* RECORDS:
· · ·

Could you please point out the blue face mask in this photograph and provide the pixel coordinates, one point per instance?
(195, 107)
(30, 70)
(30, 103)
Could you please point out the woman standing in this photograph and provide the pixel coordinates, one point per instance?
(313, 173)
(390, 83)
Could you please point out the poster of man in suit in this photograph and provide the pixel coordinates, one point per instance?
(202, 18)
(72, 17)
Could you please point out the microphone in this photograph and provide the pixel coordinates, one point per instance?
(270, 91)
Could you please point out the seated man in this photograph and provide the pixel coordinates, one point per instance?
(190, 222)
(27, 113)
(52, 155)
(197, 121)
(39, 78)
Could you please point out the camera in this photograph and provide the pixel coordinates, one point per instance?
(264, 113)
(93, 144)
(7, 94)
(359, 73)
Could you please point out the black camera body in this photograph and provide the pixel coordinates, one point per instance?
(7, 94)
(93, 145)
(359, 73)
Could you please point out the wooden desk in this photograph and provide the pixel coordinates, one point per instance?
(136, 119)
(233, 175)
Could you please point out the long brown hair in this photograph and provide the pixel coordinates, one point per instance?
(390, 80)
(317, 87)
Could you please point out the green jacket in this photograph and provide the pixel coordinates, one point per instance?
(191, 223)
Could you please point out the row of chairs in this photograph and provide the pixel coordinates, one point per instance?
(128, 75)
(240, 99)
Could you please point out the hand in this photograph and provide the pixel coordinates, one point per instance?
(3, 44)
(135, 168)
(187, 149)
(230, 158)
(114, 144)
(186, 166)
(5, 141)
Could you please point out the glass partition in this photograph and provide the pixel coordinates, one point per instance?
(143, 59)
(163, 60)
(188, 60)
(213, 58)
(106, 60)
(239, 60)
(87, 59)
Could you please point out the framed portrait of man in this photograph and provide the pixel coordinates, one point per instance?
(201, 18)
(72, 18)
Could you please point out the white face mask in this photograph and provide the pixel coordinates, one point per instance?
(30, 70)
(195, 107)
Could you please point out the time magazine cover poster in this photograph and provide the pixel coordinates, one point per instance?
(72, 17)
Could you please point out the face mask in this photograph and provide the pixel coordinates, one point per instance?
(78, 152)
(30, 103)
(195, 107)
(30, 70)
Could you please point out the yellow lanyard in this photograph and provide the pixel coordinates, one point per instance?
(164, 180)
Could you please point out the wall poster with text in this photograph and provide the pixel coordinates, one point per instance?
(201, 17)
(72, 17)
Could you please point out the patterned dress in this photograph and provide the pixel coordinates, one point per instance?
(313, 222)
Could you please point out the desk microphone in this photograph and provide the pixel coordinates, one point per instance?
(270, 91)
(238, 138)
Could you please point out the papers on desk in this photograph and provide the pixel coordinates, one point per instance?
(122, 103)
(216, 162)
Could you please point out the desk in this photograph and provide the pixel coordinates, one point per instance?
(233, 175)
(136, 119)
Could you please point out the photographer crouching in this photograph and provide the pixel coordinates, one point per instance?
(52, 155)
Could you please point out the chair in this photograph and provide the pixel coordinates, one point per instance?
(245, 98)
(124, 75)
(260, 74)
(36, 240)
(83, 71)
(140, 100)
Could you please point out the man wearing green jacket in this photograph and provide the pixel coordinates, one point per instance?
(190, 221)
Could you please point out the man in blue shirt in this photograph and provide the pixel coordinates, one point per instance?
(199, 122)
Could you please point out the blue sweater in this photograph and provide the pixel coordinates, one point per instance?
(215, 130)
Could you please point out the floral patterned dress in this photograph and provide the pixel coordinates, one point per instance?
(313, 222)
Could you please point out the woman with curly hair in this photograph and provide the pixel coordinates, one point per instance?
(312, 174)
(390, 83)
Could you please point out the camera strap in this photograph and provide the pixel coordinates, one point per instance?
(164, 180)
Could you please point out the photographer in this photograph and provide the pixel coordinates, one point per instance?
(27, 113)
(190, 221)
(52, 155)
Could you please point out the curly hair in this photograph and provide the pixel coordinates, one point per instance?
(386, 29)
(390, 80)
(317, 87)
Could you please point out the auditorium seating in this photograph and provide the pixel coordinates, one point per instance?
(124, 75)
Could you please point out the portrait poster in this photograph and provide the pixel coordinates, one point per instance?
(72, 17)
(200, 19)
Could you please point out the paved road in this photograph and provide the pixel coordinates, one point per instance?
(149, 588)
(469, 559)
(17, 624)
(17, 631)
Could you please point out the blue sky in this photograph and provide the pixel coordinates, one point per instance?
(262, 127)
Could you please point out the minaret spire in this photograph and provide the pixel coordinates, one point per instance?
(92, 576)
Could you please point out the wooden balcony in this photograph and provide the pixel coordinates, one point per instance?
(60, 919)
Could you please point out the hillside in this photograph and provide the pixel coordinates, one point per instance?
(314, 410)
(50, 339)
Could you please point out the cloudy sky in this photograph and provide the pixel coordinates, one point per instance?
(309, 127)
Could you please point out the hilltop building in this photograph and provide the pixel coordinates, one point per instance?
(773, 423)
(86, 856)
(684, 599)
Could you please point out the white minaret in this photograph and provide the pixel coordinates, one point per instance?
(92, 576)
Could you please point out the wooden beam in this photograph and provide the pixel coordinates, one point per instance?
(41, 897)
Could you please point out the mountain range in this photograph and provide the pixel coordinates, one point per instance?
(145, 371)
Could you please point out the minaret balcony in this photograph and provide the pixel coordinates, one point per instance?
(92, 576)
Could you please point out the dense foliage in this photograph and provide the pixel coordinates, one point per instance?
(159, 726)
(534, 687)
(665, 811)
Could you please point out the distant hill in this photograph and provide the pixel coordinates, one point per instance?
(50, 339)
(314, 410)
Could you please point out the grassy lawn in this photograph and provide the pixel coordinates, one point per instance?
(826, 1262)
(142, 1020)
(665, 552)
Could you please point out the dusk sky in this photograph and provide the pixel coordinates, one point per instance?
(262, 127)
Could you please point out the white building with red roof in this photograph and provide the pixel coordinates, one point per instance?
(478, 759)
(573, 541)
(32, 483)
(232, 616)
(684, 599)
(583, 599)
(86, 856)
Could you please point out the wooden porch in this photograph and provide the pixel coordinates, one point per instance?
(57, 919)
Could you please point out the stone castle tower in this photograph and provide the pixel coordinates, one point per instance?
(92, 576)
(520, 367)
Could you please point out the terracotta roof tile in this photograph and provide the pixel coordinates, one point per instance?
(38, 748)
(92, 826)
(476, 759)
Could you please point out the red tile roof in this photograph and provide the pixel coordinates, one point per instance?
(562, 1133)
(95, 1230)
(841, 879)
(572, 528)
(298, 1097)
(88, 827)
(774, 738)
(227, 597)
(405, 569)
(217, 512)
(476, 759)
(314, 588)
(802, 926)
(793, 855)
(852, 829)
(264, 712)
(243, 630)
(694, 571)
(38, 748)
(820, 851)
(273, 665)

· · ·

Reproduce the material above, keeping every line intact.

Could you please point out the blue face mask in this photograph and provide the pixel coordinates, one point per instance?
(195, 107)
(30, 70)
(30, 103)
Could you please point out the woman standing in this photograph and provide the pixel coordinates, one point per instance?
(313, 173)
(390, 83)
Could you please point out the poster of man in suit in this photograph and provide the pixel coordinates, one point per instance?
(202, 18)
(72, 17)
Could you please point out the microphone in this photograph and provide the pixel coordinates, one point per instance?
(270, 91)
Could you please point out the seated man in this photograph and provide the pixel coordinates, one point per instance?
(190, 222)
(27, 113)
(52, 155)
(197, 121)
(39, 78)
Could you please point out the camera in this photograph and provide the pixel coordinates, one point per instance?
(264, 113)
(93, 144)
(7, 94)
(359, 73)
Could you please point out the black camera body in this photograph and provide the pixel coordinates, one point per instance?
(7, 94)
(93, 145)
(359, 73)
Could you please point out the wooden desk in this photograph and provide the pixel coordinates, one point per instance?
(136, 119)
(233, 175)
Could you please point out the long brown hair in this photograph and provide the pixel coordinates, one point per instance?
(390, 80)
(317, 87)
Could you please point out the green jacket in this photograph and provide the pixel coordinates, one point per instance?
(191, 223)
Could you please point out the row of chairs in this photograph and provide the pixel coordinates, one point per instance?
(128, 75)
(240, 99)
Could you please point out the hand in this photograph and provide the pixel coordinates, one point per instance?
(3, 44)
(135, 168)
(187, 149)
(230, 158)
(114, 144)
(186, 166)
(5, 141)
Could you please point out the glass partition in this photograph and provide the pixel coordinates, one point per instance?
(143, 59)
(163, 60)
(188, 60)
(213, 58)
(106, 60)
(239, 60)
(87, 59)
Could you please point out the framed portrait of man in this photograph and provide the pixel coordinates, one point per instance?
(201, 18)
(72, 18)
Could you please point out the white face mask in this photograph and provide the pixel coordinates, one point per instance?
(30, 70)
(195, 107)
Could you please point out the time magazine cover poster in this photograph and provide the pixel coordinates, one point per instance?
(72, 17)
Could you please point out the face mask in this photograph and provide the pixel coordinates, one point per instance?
(78, 152)
(30, 103)
(195, 107)
(30, 70)
Could you please point out the yellow lanyard in this photograph and provide the pixel coordinates, one point per instance?
(164, 180)
Could you please point out the wall poster with text in this photograph and provide the pixel coordinates, one point per instance?
(201, 17)
(72, 17)
Could you please point out the patterned dress in this photograph and provide the pixel coordinates, one point per instance?
(313, 222)
Could you please point out the desk microphone in this photograph and provide the pixel coordinates, one point per instance?
(270, 91)
(238, 138)
Could you please point out the papers on desk in this photograph and provide the pixel coordinates, one point per instance?
(122, 103)
(216, 162)
Could you please point out the desk in this photograph and provide the pixel coordinates, one point per instance?
(233, 175)
(136, 119)
Could you please point out the photographer crouching in this photograph and provide the pixel coordinates, one point per instance?
(52, 155)
Could you please point out the chair in this photograph and provide the pixel coordinates, one point per instance?
(245, 98)
(124, 75)
(260, 74)
(36, 240)
(83, 71)
(140, 100)
Could you please point out the man wearing green jacket in this photograph and provide the pixel coordinates, one point per instance?
(190, 221)
Could you please point out the man in blue shirt in this photograph and provide the pixel coordinates, one point per instance?
(199, 122)
Could you please point out the blue sweater in this photograph and provide the pixel coordinates, one point per instance?
(215, 130)
Could you please point out the floral patterned dress in this photograph and provide the pixel coordinates, one point per instance?
(313, 222)
Could you please point out the woman with curly hair in this photograph and provide the pixel coordinates, one point per instance?
(312, 174)
(390, 83)
Could you please point out the camera strap in this photograph and provide the pixel coordinates, one point per instance?
(164, 180)
Could you please point out the photographer in this photograph and provide the pixel coordinates, one point per instance?
(27, 113)
(190, 221)
(52, 155)
Could you please point out the curly hair in this photograph and provide the pixel coordinates, one point per instance?
(386, 29)
(390, 80)
(317, 87)
Could you please point out the auditorium seating in this photograph and provide the pixel coordinates, one point per instance?
(124, 75)
Could you please point out the portrait poster in this photograph and provide the pixel coordinates, one point per instance?
(72, 17)
(200, 19)
Could you please point out the paved road in this photograph and provide the pixel coordinates, one point per instance?
(149, 588)
(469, 559)
(17, 624)
(17, 631)
Could you please point out the blue sky in this photograph and provide the pixel coordinates, one point per instance?
(262, 127)
Could you please point out the minaret spire in this photograph and provide the pixel coordinates, one point per instance?
(92, 576)
Could you please point out the wooden balcony in this photograph and provide the pixel coordinates, one point per instance?
(60, 919)
Could you please point out the hillside in this photograph and provide the pixel coordinates, one point per instance?
(314, 410)
(50, 339)
Could you please point out the cloudy sky in this photograph and provide the pixel coordinates, one point per instance?
(309, 127)
Could you please point out the hilltop building in this photograph and provide the pixel coordinates, one point per instance?
(773, 423)
(86, 856)
(684, 599)
Could you please point out the white minaret in this photograph and provide the pixel coordinates, one point per instance?
(92, 576)
Could you please point out the wooden beam in this photograph and provide the pixel coordinates, one point per instance?
(41, 897)
Could you please point out the mountain range in this photograph and provide the pixel coordinates, one point per instance?
(145, 371)
Could you please point out the minaret balcony in this photograph and provide the pixel coordinates, one point per instance?
(92, 576)
Could you please point out the dense foliage in this photograph and provide the pixel coordinates, one point per instance?
(159, 726)
(534, 687)
(665, 811)
Could you please point out the distant hill in this photograph and provide the pixel coordinates, one point per instance?
(50, 339)
(314, 410)
Could you please point out the grassy lawn in this photograph and provide the pixel coordinates, one point per instance?
(826, 1262)
(142, 1020)
(665, 552)
Could you please point out the dusk sky in this photograph and provide the pixel coordinates, one point per instance?
(262, 127)
Could you please point out the white building with red roof in this photograph and provide the pixel coordinates, one point per instance?
(478, 759)
(573, 541)
(32, 483)
(232, 616)
(684, 599)
(583, 599)
(86, 856)
Could you please point out the wooden porch in this photograph and provide the pixel coordinates, one point per instance?
(57, 919)
Could you please point out the stone castle tower in this photograph and provide the pixel coordinates, one point per instance?
(92, 576)
(520, 367)
Could you please point out the terracotta roof tile in this photograph and provide the pixel coordinates, one point per instance?
(38, 748)
(92, 826)
(476, 759)
Could you please point out the red tile roof in this photograph and provide the pixel coordinates, one point per instance?
(562, 1133)
(95, 1230)
(841, 879)
(572, 528)
(298, 1097)
(88, 827)
(774, 738)
(227, 597)
(405, 569)
(217, 512)
(476, 759)
(314, 588)
(802, 926)
(793, 855)
(852, 829)
(264, 712)
(243, 630)
(694, 571)
(38, 748)
(820, 851)
(273, 665)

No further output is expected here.